**Data records:**
--- Begin ---

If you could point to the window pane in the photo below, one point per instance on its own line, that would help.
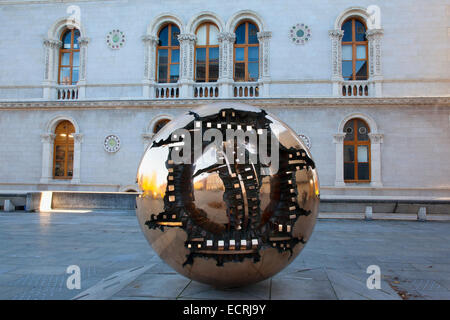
(162, 73)
(164, 36)
(65, 59)
(349, 171)
(76, 59)
(213, 72)
(360, 31)
(361, 70)
(347, 70)
(239, 71)
(66, 40)
(200, 72)
(59, 169)
(253, 54)
(349, 153)
(347, 27)
(347, 52)
(360, 52)
(175, 34)
(213, 34)
(363, 171)
(163, 56)
(175, 56)
(75, 75)
(362, 131)
(239, 54)
(76, 36)
(363, 154)
(201, 35)
(200, 55)
(240, 34)
(252, 34)
(348, 130)
(59, 153)
(64, 76)
(253, 72)
(174, 72)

--- End ---

**Work to complete:** Print the records above again line for line, leaving out the pictures.

**Answer for the task:**
If you could point to the window pane in the photo below, one point per instance on its own line, that would help.
(162, 73)
(164, 36)
(65, 59)
(349, 171)
(76, 59)
(213, 72)
(360, 31)
(361, 70)
(347, 70)
(239, 71)
(66, 40)
(200, 72)
(59, 169)
(253, 54)
(349, 153)
(347, 27)
(347, 52)
(360, 52)
(175, 34)
(213, 34)
(363, 171)
(163, 56)
(175, 56)
(75, 75)
(362, 131)
(239, 54)
(76, 36)
(363, 154)
(201, 35)
(200, 55)
(240, 34)
(252, 34)
(348, 130)
(59, 153)
(64, 76)
(253, 72)
(174, 72)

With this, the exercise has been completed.